* Begin Supplied passage *

Monday, April 29, 2013

Tombstone Tuesday: Sarah J. Stockton

Sarah Jane Winner Stockton was my great-great grandmother and is buried in Bloomrose Cemetery in Sterling Township, Brown County, Ohio.

The visible side of the headstone is engraved:

Sarah J. Stockton
Born
Aug. 24. 1849
Died
Feb. 20, 1915

A pretty impressive headstone if you ask me! More about Sarah another day but for now, enjoy this picture taken by my aunt and uncle when they visited long lost relatives in Ohio. Oh yeah, and, that is another story you'll just have to keep reading to learn!

Here's her connection to our family. Sarah was the mother of Owen Delos Stockton, who was the father of Lena May Stockton (Abbate) my grandmother. And we thought that Lena May was an only child.....

Friday, April 26, 2013

An Anniversary Today!

Chuck and Angie Mood
April 26, 1980
So, today is our 33rd wedding anniversary.  It is not one of those, "Wow, where did the time go?" days because it feels like we have been doing this dance always, not in a bad way but in the way that says, "I don't remember life without you and its good!"

Our anniversary week always begins with remembering the day, April 23, 1980, that my husband graduated from Officer Training School at Lackland Air Force Base and was commissioned a Second Lieutenant in the United States Air Force. That day started our "wedding week" and it was a whirlwind.
Isabelle Hume Mood, 2LT Charles Mood,
 Angie Abbate Mood
Lackland Air Force Base
April 23, 1980


Chuck's parents and I flew to San Antonio for his graduation on a Tuesday.  After arriving in San Antonio we quickly took in a River Parade the night before attending his graduation on Wednesday of that week. We flew home to Florida on Thursday afternoon. Friday was the rehearsal and dinner, Saturday the wedding and on Sunday we said goodbye to family and friends before heading toward California on Monday. Destination?  Mather Air Force Base.


Our wedding? A typical 1980s affair with a plethora of qiana dresses, lace and sheer capes, Farah Faucett hair, wide lapels and ruffled tuxedo shirts, bridesmaids in a "rainbow" of blues and purples, ribbon bedecked flowers, a unity candle, traditional vows, and a friend who crooned Dan Fogleberg's new hit "Longer" and a 1940s hit by Irving Berlin (chosen by our mothers) "Always."  Our reception was held at Chuck's sister's home complete with her awesome neighbors who directed traffic and aunts who added the perfect touch to all the details. It was magical for us, the newly commissioned Second Lieutenant in his Mess Dress and his bride ready to take on the world.



Angie's Hiking Outfit!

* End Supplied passage *
* Begin Provided material *

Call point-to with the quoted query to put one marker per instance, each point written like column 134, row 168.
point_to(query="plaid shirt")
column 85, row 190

* End Provided material *

> Required tasks:
1. In the family history blog, recast the paragraph beginning "Chuck's parents and I flew to San Antonio" as a day-by-day list that keeps its main facts.
2. Pick up the family history blog after its final line, "Angie's Hiking Outfit!", and carry it forward.
The listing plays no part in this work.

> Answers to the tasks:
1.
- Tuesday: Chuck's parents and I flew to San Antonio and took in a River Parade that night.
- Wednesday: Chuck's graduation.
- Thursday afternoon: flight home to Florida.
- Friday: rehearsal and dinner.
- Saturday: the wedding.
- Sunday: goodbyes to family and friends.
- Monday: departure for California, bound for Mather Air Force Base.

2.
Within one week of Chuck's graduation and just days after our wedding we had made our way half way across the country driving my beautiful, red, 1974 Camaro (8 miles to the gallon all the way to Cali baby!) carefree and well, not exactly. We, of course, didn't have much money so we had decided that we should camp on our way. After all, I figured, Chuck is an Eagle Scout, he is great at this and it will be an adventure for me. After several nights in a pup tent and not having brought anything remotely "camping like" in my suitcase I was pretty much done. Seriously, like, he even had these little plastic holders for his soap and his toothbrush and stuff like a raincoat for heavens sake! I had some really cute shoes, a blow dryer and curling iron and a bunch of sun dresses. It was the night in El Paso, Texas that finished me in. After driving all day, getting stopped for speeding in the middle. of. nowhere. Texas. (Yep, that was me driving while Chuck snoozed!), hiking up some mountain to see a fort, in heels, no place to plug in a blow dryer at the KOA Campground and freezing in the desert evening, I was near the edge. What pushed me over was the hail storm as we literally held the tent down with our bodies that night. We didn't camp again for another year!
Yep, there she is,
 the beautiful, red, 1974 Camaro!

The last day of our trip the battery went dead in the beautiful, red, 1974 Camaro. (Did I mention how much I loved my beautiful, red, 1974 Camaro?) We got a jump start in southern California and drove the rest of the way to Sacramento without turning the car off.  We arrived at Mather, parked the beautiful, red 1974 Camaro and there it sat until the next day when we could get help. Yep, we walked to the TLF (Temporary Living Facility, in Air Force speak.) that would be our home for the first few weeks of marriage.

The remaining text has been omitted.